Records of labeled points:
# # #

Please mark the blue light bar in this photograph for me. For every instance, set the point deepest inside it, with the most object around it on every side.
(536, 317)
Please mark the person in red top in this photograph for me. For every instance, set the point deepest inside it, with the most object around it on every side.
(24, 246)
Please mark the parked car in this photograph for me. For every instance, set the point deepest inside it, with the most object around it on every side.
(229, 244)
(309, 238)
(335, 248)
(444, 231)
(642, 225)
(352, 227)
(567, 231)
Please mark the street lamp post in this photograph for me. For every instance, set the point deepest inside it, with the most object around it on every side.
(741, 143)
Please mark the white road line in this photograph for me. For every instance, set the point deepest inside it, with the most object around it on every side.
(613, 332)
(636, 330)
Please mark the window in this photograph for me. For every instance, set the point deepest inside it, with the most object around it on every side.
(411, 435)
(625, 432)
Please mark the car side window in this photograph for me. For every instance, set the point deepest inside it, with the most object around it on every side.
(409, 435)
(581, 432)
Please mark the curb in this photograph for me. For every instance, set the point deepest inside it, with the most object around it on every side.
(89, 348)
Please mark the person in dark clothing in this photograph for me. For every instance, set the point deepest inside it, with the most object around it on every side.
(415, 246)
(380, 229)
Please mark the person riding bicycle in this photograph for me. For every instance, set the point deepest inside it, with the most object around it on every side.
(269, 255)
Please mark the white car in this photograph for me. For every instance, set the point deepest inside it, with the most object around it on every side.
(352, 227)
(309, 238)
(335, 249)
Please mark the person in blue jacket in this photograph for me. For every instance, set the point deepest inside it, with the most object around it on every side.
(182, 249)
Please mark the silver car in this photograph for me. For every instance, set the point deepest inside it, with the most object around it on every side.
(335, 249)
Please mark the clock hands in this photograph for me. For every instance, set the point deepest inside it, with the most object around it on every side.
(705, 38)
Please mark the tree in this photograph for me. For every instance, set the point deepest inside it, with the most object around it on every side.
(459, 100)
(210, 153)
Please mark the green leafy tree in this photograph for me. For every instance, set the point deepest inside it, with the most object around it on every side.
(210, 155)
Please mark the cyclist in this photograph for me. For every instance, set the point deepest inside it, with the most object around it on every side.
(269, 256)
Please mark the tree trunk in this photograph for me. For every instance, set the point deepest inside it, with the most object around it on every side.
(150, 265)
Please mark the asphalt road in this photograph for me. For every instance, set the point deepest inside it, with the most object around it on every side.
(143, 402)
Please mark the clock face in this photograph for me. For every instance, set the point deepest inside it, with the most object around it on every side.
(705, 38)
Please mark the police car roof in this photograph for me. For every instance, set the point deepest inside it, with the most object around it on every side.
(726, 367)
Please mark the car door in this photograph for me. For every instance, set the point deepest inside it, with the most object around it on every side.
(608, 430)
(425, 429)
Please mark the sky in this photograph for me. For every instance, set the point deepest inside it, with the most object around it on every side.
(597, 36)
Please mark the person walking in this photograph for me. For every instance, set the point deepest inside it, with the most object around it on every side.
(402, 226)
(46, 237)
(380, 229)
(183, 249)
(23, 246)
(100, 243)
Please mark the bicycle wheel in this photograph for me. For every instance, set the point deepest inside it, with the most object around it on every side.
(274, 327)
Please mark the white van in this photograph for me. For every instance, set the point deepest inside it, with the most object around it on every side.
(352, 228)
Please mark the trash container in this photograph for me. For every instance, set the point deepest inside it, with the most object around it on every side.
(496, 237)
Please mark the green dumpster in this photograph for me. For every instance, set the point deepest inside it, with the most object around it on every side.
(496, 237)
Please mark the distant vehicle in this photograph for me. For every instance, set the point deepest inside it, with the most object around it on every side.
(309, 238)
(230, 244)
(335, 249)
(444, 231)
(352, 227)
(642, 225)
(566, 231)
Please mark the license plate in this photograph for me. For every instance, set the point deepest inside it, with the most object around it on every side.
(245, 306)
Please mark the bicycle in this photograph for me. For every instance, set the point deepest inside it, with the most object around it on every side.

# # #

YOUR TASK:
Could you put all of the data above into a numbered list with one line per entry, leaving out any blank lines?

RESULT FOR THIS EXERCISE:
1. Please mark the blue light bar in this photograph for me. For every instance, set the point deepest inside it, with the most object around it on every side.
2. (536, 317)
3. Please mark the person in red top in this photograph for me. For every instance, set the point deepest inside it, with the most object around it on every side.
4. (24, 246)
5. Please mark the parked car in this photograph for me. For every instance, set the point deepest inside it, with the most object around it on every side.
6. (229, 244)
7. (309, 238)
8. (335, 248)
9. (444, 231)
10. (642, 225)
11. (352, 227)
12. (567, 231)
13. Please mark the street lamp post in this photograph for me. For every instance, set the point deepest inside it, with the most object around it on every side.
14. (741, 143)
15. Please mark the white road line in this photograph for me. For every instance, set the point deepest inside it, with the most object around it on every side.
16. (613, 332)
17. (636, 330)
18. Please mark the window in this photograph for me. For every instance, set the point deepest inside it, with the most object around it on every side.
19. (411, 435)
20. (625, 432)
21. Please mark the car side window in this photograph for me. For every instance, set the point deepest inside it, with the most object around it on every side.
22. (409, 435)
23. (581, 432)
24. Please mark the curb in this photograph for me. For every instance, set the point deepest inside it, with the most object around it on every side.
25. (89, 348)
26. Please mark the person in dark clothing in this photograph for me. For every instance, set the point deepest inside it, with the most object around it on every side.
27. (415, 246)
28. (380, 229)
29. Please mark the person riding bicycle in this photograph for me. For every instance, set the point deepest inside it, with the most object around it on every side.
30. (269, 255)
31. Please mark the white car in this photograph for me. For every instance, set the point deepest inside it, with the most object around it on every side.
32. (352, 227)
33. (309, 238)
34. (335, 249)
35. Please mark the person in blue jacket in this photograph for me. For every instance, set the point deepest inside it, with the most object around it on every side.
36. (182, 249)
37. Please mark the silver car in this photograph for me. For every instance, set the point deepest inside it, with the most object around it on every side.
38. (335, 249)
39. Please mark the clock hands in this photograph for me. For every instance, set the point deepest inside it, with the most object around it on every side.
40. (705, 38)
41. Please mark the tree in this photograph for me. For every instance, set the point deepest inside it, with the most object around it on every side.
42. (459, 100)
43. (210, 153)
44. Please mark the green leafy tree in this photograph for me. For every instance, set the point deepest inside it, with the most object around it on every side.
45. (210, 155)
46. Please mark the cyclist in this photograph for me. For every instance, set the point deepest inside it, with the most object around it on every side.
47. (269, 256)
48. Please mark the tree trunk in this photograph for me. For every instance, set the point deepest inside it, with the most object around it on every side.
49. (150, 265)
50. Please mark the asphalt road in this photograph for me. For every instance, set the point deepest inside it, with the most object around it on every side.
51. (143, 402)
52. Please mark the clock face in this photograph for me. For every instance, set the point deepest inside it, with the most object around it on every side.
53. (705, 38)
54. Please mark the police car roof in this photograph for me. For every instance, set the point deepest inside it, with the most object around it on every side.
55. (726, 367)
56. Please mark the car door in this photograph for me. For every instance, set the point deepest inside it, with the most object around it on every side.
57. (608, 430)
58. (425, 429)
59. Please mark the sky in this photograph for me. For every instance, set the point deepest inside it, with the most object around it on every side.
60. (597, 36)
61. Please mark the person walking in this photograph for me. For every instance, set the point deepest inside it, with the most object around it on every side.
62. (402, 226)
63. (46, 237)
64. (380, 229)
65. (183, 249)
66. (23, 246)
67. (100, 243)
68. Please mark the bicycle wheel in this photograph for me. For every instance, set the point deepest inside it, with the most object around it on every side.
69. (274, 327)
70. Please mark the white van in this photograph for me. For every instance, set the point deepest inside it, with the most object around it on every side.
71. (352, 228)
72. Please mark the trash container in this photograph for me. For every instance, set the point deepest inside it, with the most object around it on every side.
73. (496, 237)
74. Please mark the green dumpster in this photograph for me. For every instance, set the point deepest inside it, with the most object around it on every side.
75. (496, 237)
76. Please mark the distant vehicle in this photograph for me. For every instance, set the point deepest inside it, with the most object around it on every side.
77. (309, 238)
78. (230, 244)
79. (335, 249)
80. (444, 231)
81. (352, 227)
82. (642, 225)
83. (566, 231)
84. Please mark the license plate in this photograph for me. For every instance, set the point deepest inside it, with the most object around it on every side.
85. (245, 306)
86. Please mark the bicycle in this photograph for me. For every instance, set the point deepest inside it, with the most object around it on every side.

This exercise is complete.